**原文段落:**
Spark - 使用yarn client模式

SparkConf

如果這樣寫

new SparkConf().setMaster("yarn-client")

在idea內調試會報錯:

Exception in thread "main" java.lang.IllegalStateException: Library directory '....../data-platform-task/assembly/target/scala-2.11/jars' does not exist; make sure Spark is built.
	at org.apache.spark.launcher.CommandBuilderUtils.checkState(CommandBuilderUtils.java:248)

查看Spark官方文檔,需要設置spark.yarn.jars或者spark.yarn.archive。

  • spark.yarn.jars:支持本地jar,也支持hdfs路徑。
  • spark.yarn.archive:壓縮包。

修改程序:

new SparkConf().setMaster("yarn-client")
	.set("spark.yarn.archive", getProperty(HDFS_SPARK_ARCHIVE))

**所示信息:**
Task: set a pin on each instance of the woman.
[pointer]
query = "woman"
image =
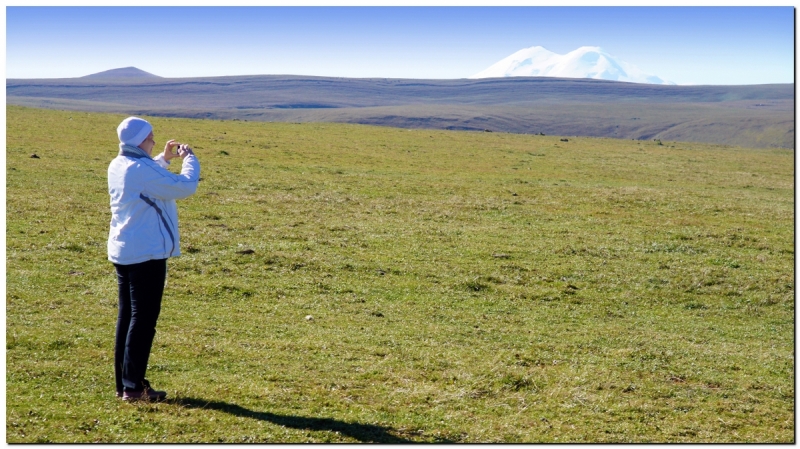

**练习题目:** 请照原样重新写出Spark yarn client模式原文中的一段，从含有“Spark - 使用yarn”的地方开始，到“Spark is built.”结束。

**本题答案:**
Spark - 使用yarn client模式

SparkConf

如果這樣寫

new SparkConf().setMaster("yarn-client")

在idea內調試會報錯:

Exception in thread "main" java.lang.IllegalStateException: Library directory '....../data-platform-task/assembly/target/scala-2.11/jars' does not exist; make sure Spark is built.